═══ Entries supplied ═══

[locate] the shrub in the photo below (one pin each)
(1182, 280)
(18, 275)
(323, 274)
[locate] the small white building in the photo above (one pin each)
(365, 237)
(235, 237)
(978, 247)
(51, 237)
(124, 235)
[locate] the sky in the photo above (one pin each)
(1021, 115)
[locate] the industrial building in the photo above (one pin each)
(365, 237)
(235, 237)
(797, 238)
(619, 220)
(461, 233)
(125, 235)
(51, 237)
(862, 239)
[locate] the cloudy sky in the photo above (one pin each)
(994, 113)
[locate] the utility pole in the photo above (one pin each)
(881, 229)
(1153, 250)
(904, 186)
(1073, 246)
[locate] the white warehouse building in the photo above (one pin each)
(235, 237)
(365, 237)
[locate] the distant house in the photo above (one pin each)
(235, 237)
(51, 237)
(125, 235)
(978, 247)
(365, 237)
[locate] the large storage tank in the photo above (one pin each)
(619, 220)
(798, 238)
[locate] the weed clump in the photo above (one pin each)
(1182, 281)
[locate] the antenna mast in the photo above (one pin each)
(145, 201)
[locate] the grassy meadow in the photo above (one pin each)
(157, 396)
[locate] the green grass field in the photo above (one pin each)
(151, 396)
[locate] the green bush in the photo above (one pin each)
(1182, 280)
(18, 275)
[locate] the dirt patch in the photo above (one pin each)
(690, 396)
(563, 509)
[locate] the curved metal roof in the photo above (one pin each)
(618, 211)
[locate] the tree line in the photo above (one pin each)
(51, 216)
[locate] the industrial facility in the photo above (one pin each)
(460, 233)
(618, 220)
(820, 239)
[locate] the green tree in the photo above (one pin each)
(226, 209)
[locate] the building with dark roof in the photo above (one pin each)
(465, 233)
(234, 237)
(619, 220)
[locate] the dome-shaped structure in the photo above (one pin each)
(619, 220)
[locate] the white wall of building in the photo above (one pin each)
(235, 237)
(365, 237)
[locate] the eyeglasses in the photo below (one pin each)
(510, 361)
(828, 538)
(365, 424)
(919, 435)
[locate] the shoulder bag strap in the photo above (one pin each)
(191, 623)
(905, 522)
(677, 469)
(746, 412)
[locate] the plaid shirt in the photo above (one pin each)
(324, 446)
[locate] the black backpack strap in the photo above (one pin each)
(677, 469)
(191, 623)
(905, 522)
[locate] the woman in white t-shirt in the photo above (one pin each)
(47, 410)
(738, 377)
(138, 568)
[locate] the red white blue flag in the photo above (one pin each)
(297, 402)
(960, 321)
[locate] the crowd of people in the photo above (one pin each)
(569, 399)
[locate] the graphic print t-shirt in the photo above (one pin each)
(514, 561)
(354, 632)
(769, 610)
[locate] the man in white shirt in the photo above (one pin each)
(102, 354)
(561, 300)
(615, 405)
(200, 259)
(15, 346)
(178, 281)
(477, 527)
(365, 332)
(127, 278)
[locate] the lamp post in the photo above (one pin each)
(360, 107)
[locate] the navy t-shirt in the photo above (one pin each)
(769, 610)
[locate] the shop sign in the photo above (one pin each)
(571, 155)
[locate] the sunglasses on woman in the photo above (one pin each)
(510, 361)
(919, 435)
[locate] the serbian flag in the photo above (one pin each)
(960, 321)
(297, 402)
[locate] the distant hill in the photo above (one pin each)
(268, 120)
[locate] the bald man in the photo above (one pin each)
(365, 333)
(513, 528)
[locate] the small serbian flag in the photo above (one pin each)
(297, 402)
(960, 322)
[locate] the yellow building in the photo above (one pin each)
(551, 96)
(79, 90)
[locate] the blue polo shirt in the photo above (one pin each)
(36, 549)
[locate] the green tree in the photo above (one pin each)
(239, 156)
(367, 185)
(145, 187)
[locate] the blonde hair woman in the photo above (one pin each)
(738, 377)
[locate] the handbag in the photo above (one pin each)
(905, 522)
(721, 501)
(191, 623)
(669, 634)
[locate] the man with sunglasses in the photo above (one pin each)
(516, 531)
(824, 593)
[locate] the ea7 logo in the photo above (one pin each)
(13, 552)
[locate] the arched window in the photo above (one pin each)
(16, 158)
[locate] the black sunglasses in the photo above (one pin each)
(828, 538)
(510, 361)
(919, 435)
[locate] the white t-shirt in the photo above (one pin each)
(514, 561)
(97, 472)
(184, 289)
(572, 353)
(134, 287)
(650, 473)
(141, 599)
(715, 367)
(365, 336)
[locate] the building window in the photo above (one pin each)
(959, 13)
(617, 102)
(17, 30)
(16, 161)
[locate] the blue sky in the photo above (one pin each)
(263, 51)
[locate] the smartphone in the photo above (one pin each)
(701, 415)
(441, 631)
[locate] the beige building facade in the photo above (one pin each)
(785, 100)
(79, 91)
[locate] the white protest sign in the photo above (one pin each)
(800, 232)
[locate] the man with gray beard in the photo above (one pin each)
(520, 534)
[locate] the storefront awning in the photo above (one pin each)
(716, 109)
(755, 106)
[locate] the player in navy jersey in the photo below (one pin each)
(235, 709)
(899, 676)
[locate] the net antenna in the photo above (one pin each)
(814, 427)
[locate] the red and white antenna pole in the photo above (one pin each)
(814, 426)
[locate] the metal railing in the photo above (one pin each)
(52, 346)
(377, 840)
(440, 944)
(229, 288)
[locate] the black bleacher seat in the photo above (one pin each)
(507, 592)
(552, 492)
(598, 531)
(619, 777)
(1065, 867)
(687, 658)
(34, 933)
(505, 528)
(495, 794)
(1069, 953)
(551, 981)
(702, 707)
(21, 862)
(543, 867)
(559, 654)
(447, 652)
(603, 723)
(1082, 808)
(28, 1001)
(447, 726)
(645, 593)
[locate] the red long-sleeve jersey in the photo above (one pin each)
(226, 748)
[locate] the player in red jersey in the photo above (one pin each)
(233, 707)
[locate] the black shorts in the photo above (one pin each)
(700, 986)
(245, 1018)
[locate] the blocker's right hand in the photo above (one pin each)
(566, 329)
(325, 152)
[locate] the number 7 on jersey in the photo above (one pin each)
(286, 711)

═══

__What the task requires__
Copy every one of the lines above, character for character, without altering, omitting, or adding anything.

__Task output__
[locate] the shrub in the photo below (one pin each)
(1182, 280)
(18, 275)
(323, 274)
[locate] the small white building in the photo above (one pin each)
(365, 237)
(235, 237)
(978, 247)
(51, 237)
(124, 235)
[locate] the sky in the photo above (one pin each)
(1021, 115)
[locate] the industrial building in the photo above (one pin each)
(365, 237)
(235, 237)
(797, 238)
(619, 220)
(461, 233)
(125, 235)
(51, 237)
(862, 239)
[locate] the cloudy sky in the photo above (one pin each)
(994, 113)
[locate] the utility pole in the photo above (one pin each)
(881, 229)
(1153, 250)
(904, 186)
(1073, 246)
[locate] the white warehouse building in the photo above (one pin each)
(235, 237)
(365, 237)
[locate] the distant house in the photo above (one pin each)
(235, 237)
(51, 237)
(125, 235)
(978, 247)
(365, 237)
[locate] the large storage tank in the photo above (one pin each)
(619, 220)
(798, 238)
[locate] the weed clump in the photo above (one pin each)
(1182, 281)
[locate] the antenna mast in the photo above (one pin each)
(145, 201)
[locate] the grassy meadow in the photo above (one pin each)
(157, 396)
[locate] the green grass field in the photo above (one pin each)
(151, 396)
[locate] the green bush in the photo above (one pin each)
(1182, 280)
(18, 275)
[locate] the dirt patch in the photo above (one pin each)
(690, 396)
(563, 509)
[locate] the curved metal roof in the photo above (one pin each)
(618, 211)
[locate] the tree line in the photo above (one pin each)
(51, 216)
[locate] the industrial facility in the photo above (one pin each)
(460, 233)
(618, 220)
(820, 239)
[locate] the green tree in the photo above (one pin each)
(226, 209)
[locate] the building with dark roof in the photo above (one pin each)
(465, 233)
(234, 237)
(619, 220)
[locate] the dome-shaped structure in the photo above (one pin each)
(619, 220)
[locate] the white wall of building in the photo above (one pin each)
(235, 237)
(365, 237)
[locate] the eyeglasses in the photo below (one pin each)
(510, 361)
(828, 538)
(365, 424)
(919, 435)
[locate] the shoulder bag strap in the photo above (one pin each)
(191, 623)
(905, 522)
(677, 469)
(746, 412)
[locate] the plaid shirt in the photo above (one pin each)
(324, 446)
[locate] the black backpack strap in the photo above (one pin each)
(677, 469)
(191, 623)
(905, 522)
[locate] the woman in white t-shirt in the photo above (one pin each)
(47, 410)
(738, 377)
(138, 568)
[locate] the red white blue flag in the photo above (one pin each)
(297, 402)
(960, 321)
[locate] the crowd of people in the photo above (one pin each)
(569, 399)
[locate] the graphic print t-shirt in the photo above (one pin each)
(514, 561)
(354, 632)
(769, 610)
[locate] the man in white shirt in the photo above (one pin each)
(102, 354)
(561, 300)
(615, 405)
(200, 259)
(15, 346)
(178, 281)
(477, 527)
(365, 332)
(127, 278)
[locate] the lamp post in the photo above (one pin each)
(360, 107)
[locate] the navy t-shirt in the photo above (one pin each)
(769, 610)
[locate] the shop sign in the photo above (one pin each)
(571, 155)
[locate] the sunglasses on woman in the photo above (one pin each)
(510, 361)
(919, 435)
[locate] the serbian flag in the photo above (one pin each)
(960, 321)
(297, 402)
[locate] the distant hill in the photo above (one pin each)
(268, 120)
[locate] the bald man in the photo above (one pin each)
(365, 333)
(513, 528)
[locate] the small serbian flag in the photo above (one pin each)
(297, 402)
(960, 322)
[locate] the yellow building in the photo above (one pin each)
(551, 96)
(79, 90)
[locate] the blue polo shirt in the photo above (one pin each)
(36, 549)
[locate] the green tree in the photo above (one pin each)
(239, 156)
(367, 185)
(145, 187)
[locate] the blonde hair woman in the photo above (one pin each)
(738, 377)
[locate] the handbag in the photo above (one pin each)
(905, 522)
(721, 501)
(191, 623)
(669, 634)
[locate] the man with sunglasses in the photo above (one pin each)
(516, 531)
(824, 593)
[locate] the ea7 logo in the photo above (one pin each)
(13, 552)
[locate] the arched window in the photo above (one pin each)
(16, 158)
[locate] the black sunglasses in the photo above (one pin each)
(828, 538)
(510, 361)
(919, 435)
[locate] the white t-shirt in the photo above (one pin each)
(514, 561)
(97, 472)
(184, 289)
(572, 353)
(134, 287)
(650, 473)
(141, 599)
(715, 367)
(365, 336)
[locate] the building window in the photo above (one pin each)
(959, 13)
(617, 102)
(17, 30)
(16, 161)
[locate] the blue sky in the photo above (one pin each)
(263, 51)
[locate] the smartphone in the photo above (one pin each)
(701, 415)
(441, 631)
[locate] the beige building facade in the photo above (one pin each)
(785, 100)
(79, 91)
[locate] the white protest sign in the photo above (one pin each)
(800, 232)
[locate] the man with gray beard in the photo above (one pin each)
(520, 534)
[locate] the storefront awning in the photo above (one pin each)
(716, 109)
(755, 106)
[locate] the player in navy jersey in the photo below (one pin each)
(235, 709)
(899, 676)
[locate] the net antenna in the photo above (one pin each)
(814, 427)
[locate] the red and white antenna pole in the photo above (one pin each)
(814, 426)
[locate] the metal railing in the photo above (one pin each)
(52, 346)
(377, 840)
(440, 944)
(229, 288)
[locate] the black bleacher seat in the photo above (one pin each)
(507, 592)
(552, 492)
(598, 531)
(619, 777)
(1065, 867)
(687, 658)
(34, 933)
(505, 528)
(495, 794)
(1069, 953)
(551, 981)
(702, 707)
(21, 862)
(543, 867)
(559, 654)
(447, 652)
(603, 723)
(1082, 808)
(28, 1001)
(447, 726)
(645, 593)
[locate] the red long-sleeve jersey in the photo above (one pin each)
(226, 748)
[locate] the player in red jersey in the photo above (one pin each)
(233, 707)
[locate] the black shorts in the photo above (one pin each)
(700, 986)
(245, 1018)
[locate] the blocker's right hand in the photo above (one pin each)
(566, 329)
(325, 152)
[locate] the number 7 on jersey in the photo above (one pin each)
(286, 711)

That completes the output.